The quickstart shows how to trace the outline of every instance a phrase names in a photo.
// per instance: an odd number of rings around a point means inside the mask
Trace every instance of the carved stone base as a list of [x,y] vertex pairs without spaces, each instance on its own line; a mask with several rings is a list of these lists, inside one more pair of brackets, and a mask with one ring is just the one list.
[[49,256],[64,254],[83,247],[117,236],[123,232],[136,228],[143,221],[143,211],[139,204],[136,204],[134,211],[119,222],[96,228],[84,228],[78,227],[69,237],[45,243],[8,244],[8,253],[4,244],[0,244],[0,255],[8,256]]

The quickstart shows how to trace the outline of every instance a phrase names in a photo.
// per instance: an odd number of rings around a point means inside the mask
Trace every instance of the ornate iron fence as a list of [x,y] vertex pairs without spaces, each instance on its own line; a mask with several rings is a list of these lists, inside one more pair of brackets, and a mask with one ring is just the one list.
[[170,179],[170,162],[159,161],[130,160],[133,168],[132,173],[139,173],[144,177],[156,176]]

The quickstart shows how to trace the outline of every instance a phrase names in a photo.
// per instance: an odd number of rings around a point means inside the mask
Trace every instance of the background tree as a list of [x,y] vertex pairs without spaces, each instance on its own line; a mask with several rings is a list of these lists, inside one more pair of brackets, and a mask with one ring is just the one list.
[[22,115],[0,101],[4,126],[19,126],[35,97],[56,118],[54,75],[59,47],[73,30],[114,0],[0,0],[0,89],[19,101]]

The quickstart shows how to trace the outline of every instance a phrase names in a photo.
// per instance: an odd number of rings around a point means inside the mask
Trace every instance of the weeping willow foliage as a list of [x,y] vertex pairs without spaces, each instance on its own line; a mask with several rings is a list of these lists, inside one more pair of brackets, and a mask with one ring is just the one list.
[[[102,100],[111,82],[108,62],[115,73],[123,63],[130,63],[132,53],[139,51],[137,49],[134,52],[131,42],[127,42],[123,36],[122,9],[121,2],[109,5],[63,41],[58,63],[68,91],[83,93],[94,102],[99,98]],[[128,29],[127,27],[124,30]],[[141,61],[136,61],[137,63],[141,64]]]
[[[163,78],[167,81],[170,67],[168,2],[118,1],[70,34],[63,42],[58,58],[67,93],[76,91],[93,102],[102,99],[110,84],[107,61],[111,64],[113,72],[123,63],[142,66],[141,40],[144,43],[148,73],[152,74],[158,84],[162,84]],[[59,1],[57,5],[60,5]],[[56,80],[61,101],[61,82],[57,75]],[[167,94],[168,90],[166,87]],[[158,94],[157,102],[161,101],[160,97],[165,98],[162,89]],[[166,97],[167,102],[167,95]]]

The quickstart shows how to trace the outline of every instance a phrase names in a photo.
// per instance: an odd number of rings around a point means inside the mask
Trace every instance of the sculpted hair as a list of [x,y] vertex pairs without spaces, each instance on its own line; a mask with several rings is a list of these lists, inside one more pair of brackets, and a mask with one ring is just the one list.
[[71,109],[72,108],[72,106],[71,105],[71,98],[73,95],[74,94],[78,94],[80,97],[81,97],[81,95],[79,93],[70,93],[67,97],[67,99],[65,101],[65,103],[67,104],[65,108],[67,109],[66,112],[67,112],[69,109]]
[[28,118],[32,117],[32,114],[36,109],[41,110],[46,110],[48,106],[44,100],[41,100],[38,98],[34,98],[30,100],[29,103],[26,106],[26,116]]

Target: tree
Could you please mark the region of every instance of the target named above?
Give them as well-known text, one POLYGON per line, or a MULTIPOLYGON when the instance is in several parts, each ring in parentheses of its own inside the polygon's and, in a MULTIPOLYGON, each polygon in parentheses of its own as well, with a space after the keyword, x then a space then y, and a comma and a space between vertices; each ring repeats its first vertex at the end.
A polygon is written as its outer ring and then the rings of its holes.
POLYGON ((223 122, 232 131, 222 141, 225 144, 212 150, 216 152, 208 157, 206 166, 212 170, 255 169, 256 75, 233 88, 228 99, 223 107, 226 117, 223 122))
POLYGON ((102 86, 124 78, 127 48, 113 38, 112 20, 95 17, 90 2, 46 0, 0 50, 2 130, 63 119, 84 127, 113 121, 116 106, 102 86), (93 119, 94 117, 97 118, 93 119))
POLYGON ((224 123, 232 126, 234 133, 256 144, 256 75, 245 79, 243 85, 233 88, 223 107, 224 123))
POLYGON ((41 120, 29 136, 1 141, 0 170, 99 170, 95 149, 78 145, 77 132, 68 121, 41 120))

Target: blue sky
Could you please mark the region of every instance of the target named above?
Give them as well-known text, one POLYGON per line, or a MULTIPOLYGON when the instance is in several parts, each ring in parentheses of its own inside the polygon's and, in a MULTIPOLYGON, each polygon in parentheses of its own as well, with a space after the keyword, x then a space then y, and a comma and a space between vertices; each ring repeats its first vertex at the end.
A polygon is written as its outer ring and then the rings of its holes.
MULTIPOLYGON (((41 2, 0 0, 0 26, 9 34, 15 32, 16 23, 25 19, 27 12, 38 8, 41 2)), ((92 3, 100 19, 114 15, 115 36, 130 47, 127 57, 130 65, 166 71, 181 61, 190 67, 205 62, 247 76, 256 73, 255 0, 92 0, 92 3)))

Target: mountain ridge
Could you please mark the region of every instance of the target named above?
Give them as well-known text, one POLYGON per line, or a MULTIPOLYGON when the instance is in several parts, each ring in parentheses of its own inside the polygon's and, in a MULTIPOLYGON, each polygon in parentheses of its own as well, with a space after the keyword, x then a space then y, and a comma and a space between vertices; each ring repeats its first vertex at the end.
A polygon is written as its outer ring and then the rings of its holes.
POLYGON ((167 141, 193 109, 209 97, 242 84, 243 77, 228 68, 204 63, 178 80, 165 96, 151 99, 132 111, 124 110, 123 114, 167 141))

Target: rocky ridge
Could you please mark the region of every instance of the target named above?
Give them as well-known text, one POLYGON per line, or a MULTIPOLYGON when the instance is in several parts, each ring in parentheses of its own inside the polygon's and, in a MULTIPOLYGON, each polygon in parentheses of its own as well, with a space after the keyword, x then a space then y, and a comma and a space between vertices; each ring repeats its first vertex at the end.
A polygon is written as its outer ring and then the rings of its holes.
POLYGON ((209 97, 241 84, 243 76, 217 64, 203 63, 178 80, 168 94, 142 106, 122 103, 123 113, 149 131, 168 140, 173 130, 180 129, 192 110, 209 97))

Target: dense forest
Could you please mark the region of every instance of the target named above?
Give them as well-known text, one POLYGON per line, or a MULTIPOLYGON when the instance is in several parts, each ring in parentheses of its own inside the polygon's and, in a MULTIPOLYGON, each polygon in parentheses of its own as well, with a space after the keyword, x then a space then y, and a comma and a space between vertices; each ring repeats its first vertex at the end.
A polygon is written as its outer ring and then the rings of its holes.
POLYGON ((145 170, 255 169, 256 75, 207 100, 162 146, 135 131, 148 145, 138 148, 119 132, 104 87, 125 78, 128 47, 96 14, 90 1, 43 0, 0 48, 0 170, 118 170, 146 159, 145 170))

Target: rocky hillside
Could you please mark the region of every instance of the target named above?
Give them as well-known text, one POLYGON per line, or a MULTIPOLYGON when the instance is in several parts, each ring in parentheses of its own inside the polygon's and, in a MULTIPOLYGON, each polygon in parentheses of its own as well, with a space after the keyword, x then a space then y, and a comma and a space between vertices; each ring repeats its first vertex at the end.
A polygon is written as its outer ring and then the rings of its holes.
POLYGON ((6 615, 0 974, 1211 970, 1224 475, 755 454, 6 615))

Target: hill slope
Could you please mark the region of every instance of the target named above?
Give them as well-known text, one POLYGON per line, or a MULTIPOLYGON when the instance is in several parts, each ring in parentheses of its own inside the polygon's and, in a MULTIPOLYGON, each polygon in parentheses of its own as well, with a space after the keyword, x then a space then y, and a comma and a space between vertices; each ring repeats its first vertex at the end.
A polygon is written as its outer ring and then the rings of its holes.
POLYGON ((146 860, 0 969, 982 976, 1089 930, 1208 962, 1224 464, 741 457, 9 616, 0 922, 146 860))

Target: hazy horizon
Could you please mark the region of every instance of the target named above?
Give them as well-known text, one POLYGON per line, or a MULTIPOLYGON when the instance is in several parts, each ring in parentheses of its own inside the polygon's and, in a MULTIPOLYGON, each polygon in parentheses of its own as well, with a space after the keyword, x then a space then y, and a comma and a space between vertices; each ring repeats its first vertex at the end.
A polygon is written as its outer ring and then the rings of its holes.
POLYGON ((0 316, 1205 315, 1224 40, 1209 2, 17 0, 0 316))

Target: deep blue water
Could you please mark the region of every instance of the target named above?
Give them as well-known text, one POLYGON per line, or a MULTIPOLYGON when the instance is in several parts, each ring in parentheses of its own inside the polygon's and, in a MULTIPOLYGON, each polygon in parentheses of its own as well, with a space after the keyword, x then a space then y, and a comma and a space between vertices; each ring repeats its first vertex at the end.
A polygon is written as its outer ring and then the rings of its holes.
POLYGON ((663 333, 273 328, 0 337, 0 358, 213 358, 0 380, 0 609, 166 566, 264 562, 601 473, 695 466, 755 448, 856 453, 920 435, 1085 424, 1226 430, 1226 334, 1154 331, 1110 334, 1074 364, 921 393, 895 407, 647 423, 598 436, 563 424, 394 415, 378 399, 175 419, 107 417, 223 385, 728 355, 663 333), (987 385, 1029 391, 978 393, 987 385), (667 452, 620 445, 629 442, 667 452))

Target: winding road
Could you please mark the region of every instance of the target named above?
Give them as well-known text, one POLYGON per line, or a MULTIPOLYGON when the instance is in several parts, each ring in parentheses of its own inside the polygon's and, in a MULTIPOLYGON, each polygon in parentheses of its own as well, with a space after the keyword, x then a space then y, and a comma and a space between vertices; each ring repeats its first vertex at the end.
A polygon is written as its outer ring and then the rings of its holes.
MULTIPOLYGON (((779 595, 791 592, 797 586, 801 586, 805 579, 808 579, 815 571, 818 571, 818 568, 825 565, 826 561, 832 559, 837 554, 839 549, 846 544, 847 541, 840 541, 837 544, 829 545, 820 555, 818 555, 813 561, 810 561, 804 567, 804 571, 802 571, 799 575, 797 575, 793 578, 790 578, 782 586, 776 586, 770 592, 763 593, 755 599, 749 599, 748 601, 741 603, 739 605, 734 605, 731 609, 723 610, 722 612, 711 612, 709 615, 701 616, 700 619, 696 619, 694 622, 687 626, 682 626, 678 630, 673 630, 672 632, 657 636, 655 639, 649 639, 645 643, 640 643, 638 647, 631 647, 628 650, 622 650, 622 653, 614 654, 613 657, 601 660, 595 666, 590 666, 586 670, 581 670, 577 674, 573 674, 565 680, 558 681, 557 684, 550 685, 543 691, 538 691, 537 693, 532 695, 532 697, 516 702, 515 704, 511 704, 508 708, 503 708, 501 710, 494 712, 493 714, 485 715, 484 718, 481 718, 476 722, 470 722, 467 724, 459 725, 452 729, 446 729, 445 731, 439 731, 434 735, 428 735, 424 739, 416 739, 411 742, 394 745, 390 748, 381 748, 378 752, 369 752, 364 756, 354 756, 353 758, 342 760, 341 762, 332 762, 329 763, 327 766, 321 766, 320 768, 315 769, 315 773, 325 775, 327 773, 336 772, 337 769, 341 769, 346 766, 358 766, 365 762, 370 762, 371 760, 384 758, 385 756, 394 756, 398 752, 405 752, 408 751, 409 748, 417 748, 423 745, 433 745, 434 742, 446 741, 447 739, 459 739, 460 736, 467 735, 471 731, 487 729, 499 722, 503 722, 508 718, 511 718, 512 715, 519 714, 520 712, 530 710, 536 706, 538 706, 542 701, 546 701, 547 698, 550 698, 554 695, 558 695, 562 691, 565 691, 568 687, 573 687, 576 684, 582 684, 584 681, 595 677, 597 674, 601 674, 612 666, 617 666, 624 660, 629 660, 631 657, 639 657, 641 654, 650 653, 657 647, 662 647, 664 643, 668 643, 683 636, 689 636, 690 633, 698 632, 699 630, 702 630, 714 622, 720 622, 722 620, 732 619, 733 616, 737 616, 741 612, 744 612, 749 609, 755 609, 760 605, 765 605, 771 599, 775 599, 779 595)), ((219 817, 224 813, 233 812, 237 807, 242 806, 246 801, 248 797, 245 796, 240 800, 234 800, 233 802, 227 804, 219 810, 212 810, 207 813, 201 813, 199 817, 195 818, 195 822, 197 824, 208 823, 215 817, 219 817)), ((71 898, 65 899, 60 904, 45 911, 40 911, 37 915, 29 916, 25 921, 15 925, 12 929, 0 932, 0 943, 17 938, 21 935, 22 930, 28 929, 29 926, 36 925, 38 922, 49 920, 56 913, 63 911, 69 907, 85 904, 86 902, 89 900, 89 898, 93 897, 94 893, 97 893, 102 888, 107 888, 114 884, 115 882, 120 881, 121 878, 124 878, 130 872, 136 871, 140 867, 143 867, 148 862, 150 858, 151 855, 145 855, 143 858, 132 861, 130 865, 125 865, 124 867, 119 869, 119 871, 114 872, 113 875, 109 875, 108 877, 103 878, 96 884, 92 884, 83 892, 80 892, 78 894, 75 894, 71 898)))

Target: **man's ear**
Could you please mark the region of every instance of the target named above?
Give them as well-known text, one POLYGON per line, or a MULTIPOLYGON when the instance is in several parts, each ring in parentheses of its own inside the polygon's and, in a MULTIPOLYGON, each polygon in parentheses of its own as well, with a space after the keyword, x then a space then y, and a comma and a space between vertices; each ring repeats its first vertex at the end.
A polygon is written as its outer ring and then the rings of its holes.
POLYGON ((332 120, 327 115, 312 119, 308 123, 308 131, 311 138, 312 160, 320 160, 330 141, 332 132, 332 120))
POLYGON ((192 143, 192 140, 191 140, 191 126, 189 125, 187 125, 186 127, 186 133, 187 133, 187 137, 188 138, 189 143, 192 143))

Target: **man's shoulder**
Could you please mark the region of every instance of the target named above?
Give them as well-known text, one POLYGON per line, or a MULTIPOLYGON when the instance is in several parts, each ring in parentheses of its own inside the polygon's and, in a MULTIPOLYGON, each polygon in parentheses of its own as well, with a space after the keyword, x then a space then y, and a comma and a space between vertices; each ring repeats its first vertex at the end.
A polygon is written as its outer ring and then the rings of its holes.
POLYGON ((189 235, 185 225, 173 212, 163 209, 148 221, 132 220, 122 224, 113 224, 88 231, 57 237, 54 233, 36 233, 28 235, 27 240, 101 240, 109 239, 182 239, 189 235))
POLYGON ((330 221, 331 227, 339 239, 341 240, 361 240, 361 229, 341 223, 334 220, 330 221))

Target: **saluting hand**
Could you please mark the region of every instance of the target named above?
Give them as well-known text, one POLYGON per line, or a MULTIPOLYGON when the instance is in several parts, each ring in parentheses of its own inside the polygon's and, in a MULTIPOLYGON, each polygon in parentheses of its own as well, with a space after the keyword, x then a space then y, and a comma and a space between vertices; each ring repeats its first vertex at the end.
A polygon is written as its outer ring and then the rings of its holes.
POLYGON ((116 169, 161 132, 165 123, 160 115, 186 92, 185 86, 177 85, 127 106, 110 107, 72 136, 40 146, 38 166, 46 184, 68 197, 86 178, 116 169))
══════
● **Instruction**: Rewrite the entries from the line with "Target: **saluting hand**" through the end of the entries, replacing "well-known text" with "WKT" and leaving everything else unchanged.

● **Final answer**:
Target: **saluting hand**
Could you please mark the region of every instance of the target named above?
Give them as WKT, one POLYGON per line, or a MULTIPOLYGON when the instance is in several parts, each ring in parentheses of its own inside the polygon's and, in a MULTIPOLYGON, each polygon in parentheses of its own as well, with a space after the keyword, x then a space then y, and a comma and a space between vertices; each ring repeats its first vertex at the end.
A polygon is written as its outer ring and then the rings of its holes.
POLYGON ((116 169, 161 132, 165 123, 160 115, 186 92, 185 86, 177 85, 127 106, 110 107, 72 136, 40 146, 38 166, 46 184, 68 197, 86 178, 116 169))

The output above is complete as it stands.